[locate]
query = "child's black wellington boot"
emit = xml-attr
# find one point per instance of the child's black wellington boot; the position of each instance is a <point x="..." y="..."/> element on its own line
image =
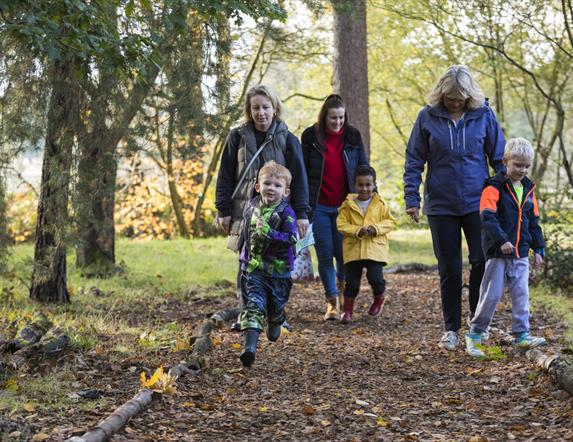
<point x="273" y="332"/>
<point x="251" y="337"/>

STATED GOAL: Rewrite the rows above, substituting "rubber boot" for "wellington boot" and keeping everything else the same. Omit the pictures.

EXERCISE OUTPUT:
[locate]
query = "child's black rubber boot"
emit = xml-attr
# find one point per instance of the child's black rubber boot; the position of each instance is a <point x="..." y="..."/> element on its own line
image =
<point x="273" y="332"/>
<point x="251" y="337"/>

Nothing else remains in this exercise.